Records drawn from a dataset
━━━━━━━━━━

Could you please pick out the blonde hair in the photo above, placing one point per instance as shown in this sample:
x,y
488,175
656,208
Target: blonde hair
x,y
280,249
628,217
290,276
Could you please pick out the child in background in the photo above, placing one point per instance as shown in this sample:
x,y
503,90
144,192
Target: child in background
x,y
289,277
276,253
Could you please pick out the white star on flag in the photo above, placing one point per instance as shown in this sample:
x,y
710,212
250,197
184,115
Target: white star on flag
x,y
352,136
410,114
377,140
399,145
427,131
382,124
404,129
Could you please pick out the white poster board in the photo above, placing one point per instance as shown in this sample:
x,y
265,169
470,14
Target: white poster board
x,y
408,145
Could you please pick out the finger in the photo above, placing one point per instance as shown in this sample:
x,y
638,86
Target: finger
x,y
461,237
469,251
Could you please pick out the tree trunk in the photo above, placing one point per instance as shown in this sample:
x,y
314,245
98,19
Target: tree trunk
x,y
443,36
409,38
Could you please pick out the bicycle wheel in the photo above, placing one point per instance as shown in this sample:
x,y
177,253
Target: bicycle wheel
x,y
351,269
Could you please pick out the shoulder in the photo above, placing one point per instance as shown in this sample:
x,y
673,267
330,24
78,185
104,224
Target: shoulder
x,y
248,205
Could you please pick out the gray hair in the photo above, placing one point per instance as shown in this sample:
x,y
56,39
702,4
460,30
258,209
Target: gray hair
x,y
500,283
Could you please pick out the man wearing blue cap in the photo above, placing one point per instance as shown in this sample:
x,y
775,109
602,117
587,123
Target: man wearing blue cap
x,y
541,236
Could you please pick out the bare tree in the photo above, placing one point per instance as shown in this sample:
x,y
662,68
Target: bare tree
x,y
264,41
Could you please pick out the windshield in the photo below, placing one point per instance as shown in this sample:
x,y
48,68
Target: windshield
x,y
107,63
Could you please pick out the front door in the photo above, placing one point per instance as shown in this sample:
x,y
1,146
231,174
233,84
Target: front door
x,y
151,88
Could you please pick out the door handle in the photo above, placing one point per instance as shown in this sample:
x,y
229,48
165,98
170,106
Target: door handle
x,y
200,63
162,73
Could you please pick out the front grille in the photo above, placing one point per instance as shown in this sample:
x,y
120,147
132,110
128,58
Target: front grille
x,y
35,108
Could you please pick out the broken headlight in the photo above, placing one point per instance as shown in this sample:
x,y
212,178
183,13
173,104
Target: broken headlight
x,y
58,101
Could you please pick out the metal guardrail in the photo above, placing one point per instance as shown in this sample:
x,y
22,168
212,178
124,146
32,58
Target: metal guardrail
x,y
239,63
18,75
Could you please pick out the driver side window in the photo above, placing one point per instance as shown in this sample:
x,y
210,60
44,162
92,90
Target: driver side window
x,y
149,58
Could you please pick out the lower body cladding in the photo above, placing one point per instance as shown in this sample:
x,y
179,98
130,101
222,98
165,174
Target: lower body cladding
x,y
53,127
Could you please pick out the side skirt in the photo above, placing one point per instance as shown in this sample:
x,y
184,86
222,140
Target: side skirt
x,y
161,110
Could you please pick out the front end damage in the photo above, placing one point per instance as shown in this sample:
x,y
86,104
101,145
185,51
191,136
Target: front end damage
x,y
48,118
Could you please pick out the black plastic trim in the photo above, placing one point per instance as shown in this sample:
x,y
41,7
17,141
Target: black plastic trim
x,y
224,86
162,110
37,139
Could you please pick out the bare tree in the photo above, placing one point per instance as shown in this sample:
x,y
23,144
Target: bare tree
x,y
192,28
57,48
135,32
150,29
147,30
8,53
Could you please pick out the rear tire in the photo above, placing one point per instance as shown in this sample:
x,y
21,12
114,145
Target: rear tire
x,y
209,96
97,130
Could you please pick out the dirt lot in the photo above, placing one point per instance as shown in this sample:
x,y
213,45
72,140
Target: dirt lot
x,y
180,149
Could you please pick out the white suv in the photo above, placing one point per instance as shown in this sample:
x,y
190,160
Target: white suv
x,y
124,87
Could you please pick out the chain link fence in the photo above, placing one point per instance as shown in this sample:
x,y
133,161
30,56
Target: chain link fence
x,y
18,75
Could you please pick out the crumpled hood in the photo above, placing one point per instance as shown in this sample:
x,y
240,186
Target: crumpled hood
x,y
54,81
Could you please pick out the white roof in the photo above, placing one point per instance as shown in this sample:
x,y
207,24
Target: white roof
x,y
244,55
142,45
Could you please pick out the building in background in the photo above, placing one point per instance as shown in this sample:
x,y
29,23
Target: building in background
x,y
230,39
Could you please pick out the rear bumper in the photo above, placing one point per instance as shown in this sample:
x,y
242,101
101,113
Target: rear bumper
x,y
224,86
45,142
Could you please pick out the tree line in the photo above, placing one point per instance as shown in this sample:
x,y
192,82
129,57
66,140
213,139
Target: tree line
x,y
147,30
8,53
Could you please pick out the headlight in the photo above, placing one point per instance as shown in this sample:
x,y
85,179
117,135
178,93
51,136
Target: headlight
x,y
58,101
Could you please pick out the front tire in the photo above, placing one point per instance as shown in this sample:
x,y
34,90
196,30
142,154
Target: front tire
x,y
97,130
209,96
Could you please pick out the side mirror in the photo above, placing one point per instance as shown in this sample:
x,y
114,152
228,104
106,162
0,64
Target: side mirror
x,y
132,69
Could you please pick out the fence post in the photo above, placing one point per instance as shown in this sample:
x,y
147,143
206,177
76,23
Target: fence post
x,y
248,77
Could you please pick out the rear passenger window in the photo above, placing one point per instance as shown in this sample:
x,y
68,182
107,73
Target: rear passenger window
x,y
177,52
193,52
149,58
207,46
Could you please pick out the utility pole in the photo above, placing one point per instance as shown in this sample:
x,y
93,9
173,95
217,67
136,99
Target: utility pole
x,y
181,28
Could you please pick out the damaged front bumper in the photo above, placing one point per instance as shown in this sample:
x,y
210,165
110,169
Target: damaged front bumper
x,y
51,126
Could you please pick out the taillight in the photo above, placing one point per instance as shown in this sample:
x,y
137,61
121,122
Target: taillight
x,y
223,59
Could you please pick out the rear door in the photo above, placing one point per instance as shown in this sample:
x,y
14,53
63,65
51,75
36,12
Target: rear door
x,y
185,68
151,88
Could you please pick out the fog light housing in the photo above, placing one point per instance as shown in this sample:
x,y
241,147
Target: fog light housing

━━━━━━━━━━

• Exercise:
Which lines above hold the word "housing"? Copy each of them.

• Written reply:
Could you please pick out the fog light housing in the photo above, placing one point per instance as shown in this sample:
Target: fog light housing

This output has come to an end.